* EXERCISE DIRECTIONS
All records are to be retyped faithfully and completely.

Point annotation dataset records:
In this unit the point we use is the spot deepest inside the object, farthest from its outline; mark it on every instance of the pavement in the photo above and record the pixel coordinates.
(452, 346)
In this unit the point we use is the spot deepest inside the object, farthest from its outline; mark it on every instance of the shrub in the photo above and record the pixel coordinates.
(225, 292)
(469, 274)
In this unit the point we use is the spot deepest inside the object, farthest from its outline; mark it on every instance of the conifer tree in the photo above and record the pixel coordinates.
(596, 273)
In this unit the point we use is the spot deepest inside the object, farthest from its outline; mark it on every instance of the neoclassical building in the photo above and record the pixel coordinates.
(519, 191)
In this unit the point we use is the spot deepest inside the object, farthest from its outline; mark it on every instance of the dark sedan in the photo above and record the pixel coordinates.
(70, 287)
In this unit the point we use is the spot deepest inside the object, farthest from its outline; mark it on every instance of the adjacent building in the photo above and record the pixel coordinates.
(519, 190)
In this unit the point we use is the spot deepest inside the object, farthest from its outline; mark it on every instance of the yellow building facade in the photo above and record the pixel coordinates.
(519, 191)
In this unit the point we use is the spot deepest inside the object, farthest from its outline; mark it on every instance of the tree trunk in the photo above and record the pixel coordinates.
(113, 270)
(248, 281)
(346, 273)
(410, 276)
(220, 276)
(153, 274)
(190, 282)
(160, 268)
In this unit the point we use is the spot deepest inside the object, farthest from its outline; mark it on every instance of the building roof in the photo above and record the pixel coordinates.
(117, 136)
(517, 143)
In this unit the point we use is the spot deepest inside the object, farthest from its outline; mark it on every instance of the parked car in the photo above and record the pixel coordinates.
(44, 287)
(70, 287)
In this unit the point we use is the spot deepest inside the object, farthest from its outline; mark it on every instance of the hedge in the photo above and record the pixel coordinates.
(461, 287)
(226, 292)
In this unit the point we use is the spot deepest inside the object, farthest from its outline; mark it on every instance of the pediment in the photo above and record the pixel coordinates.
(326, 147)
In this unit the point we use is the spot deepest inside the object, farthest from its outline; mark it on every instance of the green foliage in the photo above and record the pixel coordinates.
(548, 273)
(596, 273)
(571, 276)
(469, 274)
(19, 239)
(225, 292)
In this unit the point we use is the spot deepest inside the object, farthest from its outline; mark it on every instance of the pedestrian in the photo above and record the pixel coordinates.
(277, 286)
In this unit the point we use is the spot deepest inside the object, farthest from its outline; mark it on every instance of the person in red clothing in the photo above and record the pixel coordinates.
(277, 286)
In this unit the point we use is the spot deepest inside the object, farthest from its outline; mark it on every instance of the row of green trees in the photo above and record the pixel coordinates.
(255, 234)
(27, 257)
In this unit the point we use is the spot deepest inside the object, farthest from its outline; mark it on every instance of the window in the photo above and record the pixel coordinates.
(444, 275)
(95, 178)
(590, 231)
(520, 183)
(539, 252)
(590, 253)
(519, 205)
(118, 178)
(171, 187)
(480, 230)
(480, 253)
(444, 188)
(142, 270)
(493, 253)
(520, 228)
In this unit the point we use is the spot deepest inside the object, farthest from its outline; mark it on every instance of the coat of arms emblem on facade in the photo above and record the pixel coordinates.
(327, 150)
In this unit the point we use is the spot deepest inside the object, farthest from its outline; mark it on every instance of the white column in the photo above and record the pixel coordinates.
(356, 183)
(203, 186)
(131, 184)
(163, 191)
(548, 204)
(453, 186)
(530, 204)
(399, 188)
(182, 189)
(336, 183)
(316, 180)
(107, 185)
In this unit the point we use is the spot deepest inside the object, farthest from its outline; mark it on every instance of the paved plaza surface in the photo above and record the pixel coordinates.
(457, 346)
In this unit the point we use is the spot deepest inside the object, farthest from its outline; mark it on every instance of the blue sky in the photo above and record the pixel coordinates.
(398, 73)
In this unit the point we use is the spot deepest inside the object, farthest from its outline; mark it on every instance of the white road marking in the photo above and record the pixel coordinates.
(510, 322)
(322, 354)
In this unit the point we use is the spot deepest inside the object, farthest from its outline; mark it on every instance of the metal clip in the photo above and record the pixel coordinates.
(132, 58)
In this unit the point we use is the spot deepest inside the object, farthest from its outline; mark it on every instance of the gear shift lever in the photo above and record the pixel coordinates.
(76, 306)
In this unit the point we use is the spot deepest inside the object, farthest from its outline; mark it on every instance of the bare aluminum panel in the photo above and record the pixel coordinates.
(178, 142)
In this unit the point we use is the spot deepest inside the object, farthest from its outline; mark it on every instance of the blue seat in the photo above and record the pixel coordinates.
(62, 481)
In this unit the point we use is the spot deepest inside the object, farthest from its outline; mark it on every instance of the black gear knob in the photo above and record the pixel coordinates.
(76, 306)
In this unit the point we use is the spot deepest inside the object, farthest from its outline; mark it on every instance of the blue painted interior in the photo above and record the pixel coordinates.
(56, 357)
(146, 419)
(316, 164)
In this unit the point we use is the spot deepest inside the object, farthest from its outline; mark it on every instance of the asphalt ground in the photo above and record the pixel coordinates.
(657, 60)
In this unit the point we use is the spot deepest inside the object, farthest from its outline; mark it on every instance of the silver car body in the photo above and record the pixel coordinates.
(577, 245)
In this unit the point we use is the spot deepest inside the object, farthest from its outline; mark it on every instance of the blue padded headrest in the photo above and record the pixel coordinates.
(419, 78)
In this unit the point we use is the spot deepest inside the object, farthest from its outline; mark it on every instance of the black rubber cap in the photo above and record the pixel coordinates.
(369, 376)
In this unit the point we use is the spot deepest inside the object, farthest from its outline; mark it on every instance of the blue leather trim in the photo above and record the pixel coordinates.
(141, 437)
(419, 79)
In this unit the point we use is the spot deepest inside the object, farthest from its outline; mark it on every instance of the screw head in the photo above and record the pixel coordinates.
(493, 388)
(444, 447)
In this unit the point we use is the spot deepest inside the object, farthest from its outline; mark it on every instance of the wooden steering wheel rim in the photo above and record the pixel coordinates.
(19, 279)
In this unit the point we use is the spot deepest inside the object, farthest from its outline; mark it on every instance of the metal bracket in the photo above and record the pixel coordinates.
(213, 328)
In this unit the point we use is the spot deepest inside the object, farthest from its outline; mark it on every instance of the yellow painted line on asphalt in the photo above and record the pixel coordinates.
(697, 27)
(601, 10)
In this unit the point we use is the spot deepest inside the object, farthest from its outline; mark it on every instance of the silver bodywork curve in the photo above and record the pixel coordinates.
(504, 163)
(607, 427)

* COMPLETE RESPONSE
In this unit the point we use is the spot deepest inside the object, farthest from its outline; mark it on every instance of the pavement in the photo above and record the pixel coordinates.
(452, 346)
In this unit the point we use is the spot deepest inside the object, farthest from its outline; mark it on every instance of the shrub in the photo above and record the pixel coordinates.
(225, 292)
(469, 274)
In this unit the point we use is the spot deepest inside the object, farthest from its outline; mark it on every instance of the conifer tree in the photo above and record the pixel coordinates.
(596, 273)
In this unit the point we use is the spot deepest inside the object, farthest from its outline; mark it on every instance of the neoclassical building in the photo above and record the pixel coordinates.
(519, 191)
In this unit the point we use is the spot deepest inside the object, farthest from its outline; mark it on every instance of the dark sedan in the photo above and record the pixel coordinates.
(70, 287)
In this unit the point we use is the spot deepest inside the object, farthest from its outline; mark it on every instance of the adjacent building in the photo above and record the pixel coordinates.
(519, 190)
In this unit the point we use is the spot deepest inside the object, farthest from its outline; mark it on every instance of the yellow building facade in the photo above and record the pixel coordinates.
(519, 191)
In this unit the point we use is the spot deepest inside the object, farthest from its outline; mark it on every instance of the tree trunk in the photo above and record the pixel coordinates.
(113, 270)
(248, 281)
(346, 273)
(410, 276)
(220, 276)
(153, 274)
(190, 282)
(160, 268)
In this unit the point we use is the spot deepest inside the object, farthest from its outline; mark it on every instance of the building roof in the photo above and record the pixel coordinates.
(117, 136)
(517, 143)
In this unit the point we use is the spot deepest inside the object, farthest from its outline; mark it on every instance of the parked car in the photo above and record the pixel coordinates.
(44, 287)
(70, 287)
In this unit the point we use is the spot deepest inside the object, farthest from its outline; mark it on every instance of the hedge in the photo above and record the pixel coordinates.
(461, 287)
(226, 292)
In this unit the point we use is the spot deepest inside the object, farthest from its outline; mark it on every instance of the pediment in the photo above and record the pixel coordinates.
(326, 147)
In this unit the point we use is the spot deepest inside the object, farthest from its outline; mark it on every instance of the green foliage in the photo above and record the pixel coordinates.
(548, 273)
(596, 273)
(571, 276)
(469, 274)
(19, 239)
(225, 292)
In this unit the point we use is the spot deepest inside the object, farthest from its outline; mark it on every instance of the pedestrian in the photo above and record the pixel coordinates.
(277, 286)
In this unit the point we use is the spot deepest inside the object, farthest from its outline; mark it on every instance of the person in red clothing in the photo above and record the pixel coordinates.
(277, 286)
In this unit the point we use is the spot deepest inside the object, farthest from its outline; mark it on every instance of the row of green trees in the photo above and record the pixel coordinates.
(255, 234)
(27, 257)
In this unit the point we use is the spot deepest inside the object, farthest from its outline; mark it on every instance of the window in the photo above and record the pixel coordinates.
(444, 275)
(95, 178)
(590, 231)
(520, 183)
(539, 252)
(590, 253)
(519, 205)
(118, 178)
(171, 187)
(480, 230)
(480, 253)
(444, 188)
(142, 270)
(493, 253)
(520, 228)
In this unit the point we use is the spot deepest inside the object, farthest from its outline; mark it on every instance of the coat of arms emblem on facade in the photo above and record the pixel coordinates.
(327, 150)
In this unit the point we use is the spot deepest inside the object, farthest from its outline; mark it on every instance of the white column in the photo above and record the pixel coordinates.
(356, 183)
(203, 186)
(131, 184)
(163, 191)
(548, 204)
(453, 186)
(530, 204)
(399, 188)
(182, 189)
(336, 183)
(316, 180)
(107, 185)
In this unit the point we use is the spot deepest inside the object, farthest from its outline; mark it on every instance of the paved plaza surface in the photo above and record the pixel coordinates.
(457, 346)
In this unit the point we use is the spot deepest inside the object, farthest from its outline; mark it on every instance of the blue sky in the photo above and record the pixel coordinates.
(398, 73)
In this unit the point we use is the spot deepest inside the object, farthest from its outline; mark it on every instance of the white road marking in the photo above and record the pixel coordinates.
(510, 322)
(322, 354)
In this unit the point we use is the spot deepest inside the object, farthest from its outline; mark it on every instance of the metal clip in the photo above and record the pixel coordinates.
(132, 58)
In this unit the point we use is the spot deepest inside the object, farthest from its outline; mark it on every instance of the gear shift lever in the photo above and record the pixel coordinates.
(76, 306)
In this unit the point we use is the spot deepest inside the object, farthest from its outline; mark it on every instance of the bare aluminum panel in the photo above and record the pixel coordinates.
(178, 142)
In this unit the point we use is the spot deepest inside the object, farthest from its outline; mark it on every instance of the blue seat in the photo above and record the pixel coordinates.
(62, 481)
In this unit the point we use is the spot deepest inside the object, farthest from its outline; mark it on every instance of the black gear knob in the photo above and record the pixel coordinates.
(76, 306)
In this unit the point we use is the spot deepest inside the object, farthest from its outline; mark it on every instance of the blue painted interior in the photo above and record the pixel coordinates.
(56, 357)
(146, 419)
(316, 164)
In this unit the point we use is the spot deepest inside the object, farthest from its outline; mark it on every instance of the asphalt ground in the photo above and record the pixel coordinates.
(657, 60)
In this unit the point we use is the spot deepest inside the object, farthest from its outline; mark it on every instance of the silver car body in the photo above and record the pixel coordinates.
(577, 245)
In this unit the point we use is the spot deepest inside the object, farthest from its outline; mark it on every instance of the blue padded headrest in the photo above and record the pixel coordinates.
(419, 78)
In this unit the point we use is the spot deepest inside the object, farthest from its outline; mark it on every instance of the black rubber cap in the photo above and record the pixel coordinates.
(369, 376)
In this unit the point we use is the spot deepest inside the object, farthest from its outline; mark it on every instance of the blue leather trim in the photo above and record the pixel coordinates.
(141, 437)
(419, 79)
In this unit the point we use is the spot deepest inside the object, farthest from its outline; mark it on every instance of the screw head in the photo above and record the pixel coordinates.
(493, 388)
(444, 447)
In this unit the point we use is the spot deepest inside the object, farthest from its outline; mark it on every instance of the wooden steering wheel rim in the photo above and record the pixel coordinates.
(19, 279)
In this unit the point we use is the spot deepest inside the object, farthest from its outline; mark it on every instance of the metal bracket in the photo above and record the pixel coordinates.
(213, 328)
In this unit the point we use is the spot deepest inside the object, farthest from its outline; mark it on every instance of the yellow painted line on asphalt in the photo above and record the pixel coordinates.
(697, 27)
(601, 10)
In this unit the point we use is the spot deepest inside the object, farthest from its outline; mark it on every instance of the silver bodywork curve in the photo above and record the pixel coordinates.
(504, 163)
(607, 427)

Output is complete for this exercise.